» **Activity**
Transcribe the records in full, keeping every character as it is.
**********
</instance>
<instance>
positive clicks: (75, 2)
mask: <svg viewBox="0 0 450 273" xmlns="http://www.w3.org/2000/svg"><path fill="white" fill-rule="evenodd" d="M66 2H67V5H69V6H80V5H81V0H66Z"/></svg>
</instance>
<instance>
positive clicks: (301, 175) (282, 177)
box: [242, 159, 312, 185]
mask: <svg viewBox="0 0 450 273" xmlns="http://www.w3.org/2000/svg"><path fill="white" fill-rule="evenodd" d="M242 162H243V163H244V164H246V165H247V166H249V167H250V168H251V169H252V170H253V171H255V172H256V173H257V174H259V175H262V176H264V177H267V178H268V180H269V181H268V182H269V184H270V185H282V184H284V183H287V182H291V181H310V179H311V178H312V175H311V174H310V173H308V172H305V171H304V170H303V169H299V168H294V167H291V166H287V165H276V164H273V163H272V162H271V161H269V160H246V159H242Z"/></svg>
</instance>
**********
» **Your solution**
</instance>
<instance>
positive clicks: (75, 2)
mask: <svg viewBox="0 0 450 273" xmlns="http://www.w3.org/2000/svg"><path fill="white" fill-rule="evenodd" d="M66 2H67V5H69V6H80V5H81V0H66Z"/></svg>
</instance>
<instance>
positive clicks: (301, 175) (282, 177)
box: [242, 159, 312, 185]
mask: <svg viewBox="0 0 450 273" xmlns="http://www.w3.org/2000/svg"><path fill="white" fill-rule="evenodd" d="M242 162H243V163H244V164H246V165H247V166H249V167H250V168H251V169H252V170H253V171H255V172H256V173H257V174H259V175H262V176H264V177H267V178H268V180H269V181H268V182H269V184H270V185H282V184H284V183H287V182H291V181H310V179H311V178H312V175H311V174H310V173H308V172H305V171H304V170H303V169H299V168H294V167H291V166H287V165H276V164H273V163H272V162H271V161H269V160H246V159H242Z"/></svg>
</instance>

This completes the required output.